Aim of the task – Please recast all of the entries below as a numbered list, leaving out blank lines and the pictures.
::::::::::
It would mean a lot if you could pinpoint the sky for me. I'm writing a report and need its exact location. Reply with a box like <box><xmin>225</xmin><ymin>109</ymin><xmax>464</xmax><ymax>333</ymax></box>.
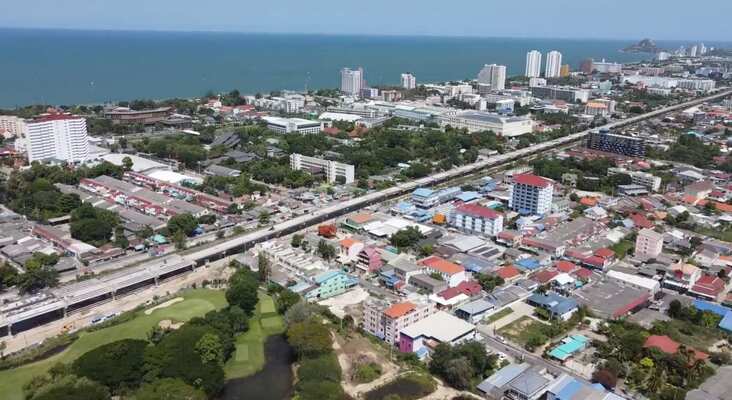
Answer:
<box><xmin>0</xmin><ymin>0</ymin><xmax>732</xmax><ymax>41</ymax></box>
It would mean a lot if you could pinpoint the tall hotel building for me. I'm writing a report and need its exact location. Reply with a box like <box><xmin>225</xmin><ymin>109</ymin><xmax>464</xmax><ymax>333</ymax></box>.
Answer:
<box><xmin>526</xmin><ymin>50</ymin><xmax>541</xmax><ymax>78</ymax></box>
<box><xmin>509</xmin><ymin>174</ymin><xmax>554</xmax><ymax>215</ymax></box>
<box><xmin>544</xmin><ymin>50</ymin><xmax>562</xmax><ymax>78</ymax></box>
<box><xmin>25</xmin><ymin>114</ymin><xmax>89</xmax><ymax>163</ymax></box>
<box><xmin>341</xmin><ymin>67</ymin><xmax>364</xmax><ymax>96</ymax></box>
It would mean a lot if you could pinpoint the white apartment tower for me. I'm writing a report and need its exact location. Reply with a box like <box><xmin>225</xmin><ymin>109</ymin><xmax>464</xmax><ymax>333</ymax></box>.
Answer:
<box><xmin>544</xmin><ymin>50</ymin><xmax>562</xmax><ymax>78</ymax></box>
<box><xmin>509</xmin><ymin>174</ymin><xmax>554</xmax><ymax>215</ymax></box>
<box><xmin>402</xmin><ymin>72</ymin><xmax>417</xmax><ymax>90</ymax></box>
<box><xmin>25</xmin><ymin>114</ymin><xmax>89</xmax><ymax>163</ymax></box>
<box><xmin>526</xmin><ymin>50</ymin><xmax>541</xmax><ymax>78</ymax></box>
<box><xmin>341</xmin><ymin>67</ymin><xmax>364</xmax><ymax>96</ymax></box>
<box><xmin>478</xmin><ymin>64</ymin><xmax>506</xmax><ymax>90</ymax></box>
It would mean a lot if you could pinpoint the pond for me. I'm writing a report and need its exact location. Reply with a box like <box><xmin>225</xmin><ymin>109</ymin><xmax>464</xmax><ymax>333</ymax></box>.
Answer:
<box><xmin>366</xmin><ymin>375</ymin><xmax>435</xmax><ymax>400</ymax></box>
<box><xmin>221</xmin><ymin>335</ymin><xmax>295</xmax><ymax>400</ymax></box>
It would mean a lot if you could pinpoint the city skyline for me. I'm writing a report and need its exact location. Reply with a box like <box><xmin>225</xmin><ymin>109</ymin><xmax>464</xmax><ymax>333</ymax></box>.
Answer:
<box><xmin>0</xmin><ymin>0</ymin><xmax>732</xmax><ymax>41</ymax></box>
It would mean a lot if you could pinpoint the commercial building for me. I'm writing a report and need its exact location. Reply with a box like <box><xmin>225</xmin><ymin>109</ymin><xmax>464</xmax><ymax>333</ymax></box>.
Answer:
<box><xmin>449</xmin><ymin>204</ymin><xmax>503</xmax><ymax>236</ymax></box>
<box><xmin>526</xmin><ymin>50</ymin><xmax>541</xmax><ymax>78</ymax></box>
<box><xmin>341</xmin><ymin>67</ymin><xmax>366</xmax><ymax>96</ymax></box>
<box><xmin>587</xmin><ymin>130</ymin><xmax>646</xmax><ymax>157</ymax></box>
<box><xmin>399</xmin><ymin>311</ymin><xmax>476</xmax><ymax>358</ymax></box>
<box><xmin>401</xmin><ymin>72</ymin><xmax>417</xmax><ymax>90</ymax></box>
<box><xmin>635</xmin><ymin>229</ymin><xmax>663</xmax><ymax>260</ymax></box>
<box><xmin>439</xmin><ymin>111</ymin><xmax>533</xmax><ymax>137</ymax></box>
<box><xmin>531</xmin><ymin>86</ymin><xmax>590</xmax><ymax>103</ymax></box>
<box><xmin>509</xmin><ymin>174</ymin><xmax>554</xmax><ymax>215</ymax></box>
<box><xmin>290</xmin><ymin>153</ymin><xmax>356</xmax><ymax>184</ymax></box>
<box><xmin>26</xmin><ymin>114</ymin><xmax>89</xmax><ymax>163</ymax></box>
<box><xmin>104</xmin><ymin>107</ymin><xmax>172</xmax><ymax>125</ymax></box>
<box><xmin>592</xmin><ymin>59</ymin><xmax>623</xmax><ymax>74</ymax></box>
<box><xmin>262</xmin><ymin>117</ymin><xmax>323</xmax><ymax>134</ymax></box>
<box><xmin>362</xmin><ymin>297</ymin><xmax>437</xmax><ymax>345</ymax></box>
<box><xmin>544</xmin><ymin>50</ymin><xmax>562</xmax><ymax>78</ymax></box>
<box><xmin>478</xmin><ymin>64</ymin><xmax>506</xmax><ymax>90</ymax></box>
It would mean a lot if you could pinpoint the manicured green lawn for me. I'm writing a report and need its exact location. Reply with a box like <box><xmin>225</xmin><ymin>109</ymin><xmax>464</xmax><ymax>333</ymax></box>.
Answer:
::::::::::
Response to the exercise –
1. It would mean a lot if you could pinpoint the sky for me. I'm writing a report and need its exact location. Reply with a box like <box><xmin>225</xmin><ymin>109</ymin><xmax>464</xmax><ymax>333</ymax></box>.
2. Answer:
3. <box><xmin>0</xmin><ymin>0</ymin><xmax>732</xmax><ymax>41</ymax></box>
4. It would mean a lot if you could pinpoint the tall hotel building for me. I'm writing a report and need its exact location. Reply with a box like <box><xmin>225</xmin><ymin>109</ymin><xmax>464</xmax><ymax>333</ymax></box>.
5. Answer:
6. <box><xmin>526</xmin><ymin>50</ymin><xmax>541</xmax><ymax>78</ymax></box>
7. <box><xmin>509</xmin><ymin>174</ymin><xmax>554</xmax><ymax>215</ymax></box>
8. <box><xmin>544</xmin><ymin>50</ymin><xmax>562</xmax><ymax>78</ymax></box>
9. <box><xmin>25</xmin><ymin>114</ymin><xmax>89</xmax><ymax>163</ymax></box>
10. <box><xmin>341</xmin><ymin>67</ymin><xmax>364</xmax><ymax>96</ymax></box>
11. It would mean a lot if you could pinpoint the white apartment tower for me. I'm writing a report and need its exact location. Reply with a box like <box><xmin>225</xmin><ymin>109</ymin><xmax>464</xmax><ymax>333</ymax></box>.
12. Answer:
13. <box><xmin>544</xmin><ymin>50</ymin><xmax>562</xmax><ymax>78</ymax></box>
14. <box><xmin>509</xmin><ymin>174</ymin><xmax>554</xmax><ymax>215</ymax></box>
15. <box><xmin>402</xmin><ymin>72</ymin><xmax>417</xmax><ymax>90</ymax></box>
16. <box><xmin>25</xmin><ymin>114</ymin><xmax>89</xmax><ymax>163</ymax></box>
17. <box><xmin>526</xmin><ymin>50</ymin><xmax>541</xmax><ymax>78</ymax></box>
18. <box><xmin>341</xmin><ymin>67</ymin><xmax>364</xmax><ymax>96</ymax></box>
19. <box><xmin>478</xmin><ymin>64</ymin><xmax>506</xmax><ymax>90</ymax></box>
20. It would mean a lot if you could pinpoint the pond for me. I'm writing a report and need its exact location. Reply with a box like <box><xmin>225</xmin><ymin>109</ymin><xmax>464</xmax><ymax>333</ymax></box>.
21. Answer:
22. <box><xmin>366</xmin><ymin>375</ymin><xmax>435</xmax><ymax>400</ymax></box>
23. <box><xmin>221</xmin><ymin>335</ymin><xmax>295</xmax><ymax>400</ymax></box>
24. It would mean a lot if you could pinpoint the city skyline for me. I'm writing a report and need its exact location. Reply with a box like <box><xmin>225</xmin><ymin>109</ymin><xmax>464</xmax><ymax>333</ymax></box>.
25. Answer:
26. <box><xmin>0</xmin><ymin>0</ymin><xmax>732</xmax><ymax>41</ymax></box>
27. It would mean a lot if you could pinpoint the commercial building for me. I'm writing a report and need its exact location. Reply with a box like <box><xmin>225</xmin><ymin>109</ymin><xmax>464</xmax><ymax>333</ymax></box>.
28. Answer:
29. <box><xmin>449</xmin><ymin>204</ymin><xmax>503</xmax><ymax>236</ymax></box>
30. <box><xmin>526</xmin><ymin>50</ymin><xmax>541</xmax><ymax>78</ymax></box>
31. <box><xmin>341</xmin><ymin>67</ymin><xmax>366</xmax><ymax>96</ymax></box>
32. <box><xmin>587</xmin><ymin>130</ymin><xmax>646</xmax><ymax>157</ymax></box>
33. <box><xmin>399</xmin><ymin>311</ymin><xmax>476</xmax><ymax>358</ymax></box>
34. <box><xmin>401</xmin><ymin>72</ymin><xmax>417</xmax><ymax>90</ymax></box>
35. <box><xmin>635</xmin><ymin>229</ymin><xmax>663</xmax><ymax>260</ymax></box>
36. <box><xmin>439</xmin><ymin>111</ymin><xmax>533</xmax><ymax>137</ymax></box>
37. <box><xmin>531</xmin><ymin>86</ymin><xmax>590</xmax><ymax>103</ymax></box>
38. <box><xmin>509</xmin><ymin>174</ymin><xmax>554</xmax><ymax>215</ymax></box>
39. <box><xmin>290</xmin><ymin>153</ymin><xmax>356</xmax><ymax>184</ymax></box>
40. <box><xmin>26</xmin><ymin>114</ymin><xmax>89</xmax><ymax>163</ymax></box>
41. <box><xmin>104</xmin><ymin>107</ymin><xmax>172</xmax><ymax>125</ymax></box>
42. <box><xmin>592</xmin><ymin>59</ymin><xmax>623</xmax><ymax>74</ymax></box>
43. <box><xmin>262</xmin><ymin>117</ymin><xmax>323</xmax><ymax>134</ymax></box>
44. <box><xmin>362</xmin><ymin>297</ymin><xmax>437</xmax><ymax>345</ymax></box>
45. <box><xmin>544</xmin><ymin>50</ymin><xmax>562</xmax><ymax>78</ymax></box>
46. <box><xmin>478</xmin><ymin>64</ymin><xmax>506</xmax><ymax>90</ymax></box>
47. It would mean a lot if you could pinpoint the manicured green lawn for me. I'm writing a report and need its exact location. Reply with a box like <box><xmin>225</xmin><ymin>109</ymin><xmax>464</xmax><ymax>333</ymax></box>.
48. Answer:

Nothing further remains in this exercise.